- **INSTRUCTIONS TO FOLLOW**: Rewrite the material below with each occurrence of "segmenter" changed to "segmentation tool" and everything else left unchanged. Omit the pictures from your answer.

- **RECORDED DATA**:

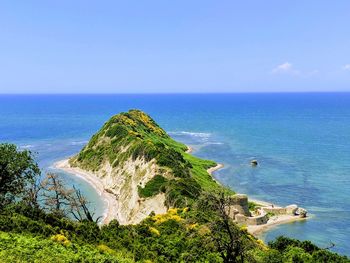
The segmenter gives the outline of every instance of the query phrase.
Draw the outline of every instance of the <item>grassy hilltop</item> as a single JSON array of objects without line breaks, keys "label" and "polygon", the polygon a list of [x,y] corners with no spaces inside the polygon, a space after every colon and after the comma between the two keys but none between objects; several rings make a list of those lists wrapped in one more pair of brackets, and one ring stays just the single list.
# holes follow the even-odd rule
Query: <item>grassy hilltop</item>
[{"label": "grassy hilltop", "polygon": [[[168,207],[183,207],[196,200],[202,191],[223,188],[206,171],[216,163],[199,159],[186,151],[186,145],[173,140],[146,113],[130,110],[106,122],[70,163],[85,170],[98,171],[106,161],[117,168],[127,160],[155,160],[159,166],[158,174],[144,187],[139,187],[140,197],[164,192]],[[142,176],[142,171],[137,173]]]},{"label": "grassy hilltop", "polygon": [[350,262],[310,241],[250,235],[227,215],[233,192],[207,173],[215,162],[186,150],[139,110],[106,122],[71,165],[123,182],[152,175],[132,189],[143,199],[165,195],[169,209],[101,226],[79,190],[54,175],[41,180],[30,151],[0,144],[0,262]]}]

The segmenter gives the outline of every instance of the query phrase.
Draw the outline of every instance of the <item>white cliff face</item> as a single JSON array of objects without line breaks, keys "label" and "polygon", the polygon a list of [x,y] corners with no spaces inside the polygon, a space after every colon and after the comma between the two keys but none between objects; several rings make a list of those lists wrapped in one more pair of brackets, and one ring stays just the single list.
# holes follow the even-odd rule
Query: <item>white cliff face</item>
[{"label": "white cliff face", "polygon": [[[116,219],[120,224],[137,224],[146,218],[152,211],[162,214],[167,211],[165,194],[160,193],[149,198],[141,198],[138,186],[144,187],[146,183],[160,170],[155,160],[146,162],[143,158],[131,158],[122,165],[113,168],[108,161],[95,172],[103,184],[105,191],[116,198]],[[164,175],[164,170],[162,170]]]}]

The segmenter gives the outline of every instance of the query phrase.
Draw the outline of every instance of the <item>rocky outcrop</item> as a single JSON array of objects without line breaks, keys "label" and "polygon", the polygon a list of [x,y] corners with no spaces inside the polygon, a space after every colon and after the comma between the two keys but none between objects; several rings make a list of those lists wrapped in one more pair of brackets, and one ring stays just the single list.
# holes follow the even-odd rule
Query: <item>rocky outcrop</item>
[{"label": "rocky outcrop", "polygon": [[95,171],[105,190],[116,196],[120,224],[137,224],[151,212],[162,214],[167,211],[164,194],[149,198],[141,198],[138,194],[138,187],[144,187],[159,171],[155,161],[146,162],[142,158],[129,159],[115,168],[105,162]]},{"label": "rocky outcrop", "polygon": [[244,194],[236,194],[230,197],[229,205],[232,209],[238,211],[239,214],[250,216],[248,197]]}]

- **EXERCISE ANSWER**:
The segmentation tool gives the outline of every instance of the query phrase.
Draw the outline of every instance of the <item>grassy hilltop</item> as a single JSON array of objects without line breaks, keys "label" and "polygon", the polygon a list of [x,y] corners with no spaces inside the polygon, a space after every colon and after the comma between the two keys but none between objects; several rings make a list of those lists wrapped in one more pair of brackets, and one ring stays just the single list.
# holes follow the even-odd rule
Query: <item>grassy hilltop</item>
[{"label": "grassy hilltop", "polygon": [[[168,207],[183,207],[196,200],[202,191],[223,188],[206,171],[216,163],[199,159],[186,151],[186,145],[173,140],[146,113],[130,110],[106,122],[70,163],[85,170],[98,171],[106,161],[117,168],[127,160],[155,160],[159,166],[158,174],[144,187],[139,187],[140,197],[164,192]],[[142,176],[142,171],[137,173]]]},{"label": "grassy hilltop", "polygon": [[350,262],[310,241],[250,235],[227,215],[233,192],[207,173],[215,162],[186,150],[139,110],[106,122],[71,165],[123,182],[152,175],[132,189],[143,199],[165,195],[169,209],[101,226],[79,190],[54,175],[41,180],[30,151],[0,144],[0,262]]}]

The segmentation tool gives the outline of every instance of the query phrase.
Draw the outline of every instance of the <item>white cliff face</item> as a single JSON array of objects without line breaks, keys "label" and "polygon", the polygon a list of [x,y] corners with no spaces inside the polygon, a space after every colon and after the comma between the two keys but none between objects; several rings make a list of those lists wrapped in one more pair of brackets, and one ring stays just the single list.
# holes follow the even-odd rule
Query: <item>white cliff face</item>
[{"label": "white cliff face", "polygon": [[[116,219],[120,224],[137,224],[146,218],[152,211],[162,214],[167,211],[165,194],[160,193],[149,198],[141,198],[138,186],[144,187],[146,183],[160,170],[155,160],[146,162],[143,158],[131,158],[122,165],[113,168],[108,161],[95,172],[103,184],[105,191],[116,198]],[[164,175],[164,170],[162,170]]]}]

The segmentation tool gives the outline of every instance of the query phrase.
Draw the outline of every instance of the <item>rocky outcrop</item> as a single JSON array of objects without line breaks, keys "label" and "polygon", the polygon a list of [x,y] corners with no spaces inside the polygon, a space after every colon and after the comma between the two keys but none between objects; several rings make a list of those lists wrapped in one more pair of brackets, and one ring stays just the single list.
# holes follow the even-odd rule
Query: <item>rocky outcrop</item>
[{"label": "rocky outcrop", "polygon": [[95,171],[105,190],[116,196],[120,224],[137,224],[151,212],[162,214],[167,211],[164,194],[149,198],[141,198],[138,194],[138,187],[144,187],[159,171],[155,161],[146,162],[142,158],[129,159],[115,168],[105,162]]},{"label": "rocky outcrop", "polygon": [[244,194],[236,194],[230,197],[229,205],[232,209],[238,211],[239,214],[250,216],[248,197]]}]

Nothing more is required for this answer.